- EXERCISE DIRECTIONS -
Restate the entries below word for word, leaving nothing out.

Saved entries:
* * *
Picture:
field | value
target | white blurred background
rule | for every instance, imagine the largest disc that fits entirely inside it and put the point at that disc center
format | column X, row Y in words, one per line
* * *
- RESPONSE TO THIS EXERCISE -
Picture:
field | value
target | white blurred background
rule | for every instance, imagine the largest disc that fits entirely inside it and put the point at that disc center
format | column X, row Y in words, one per line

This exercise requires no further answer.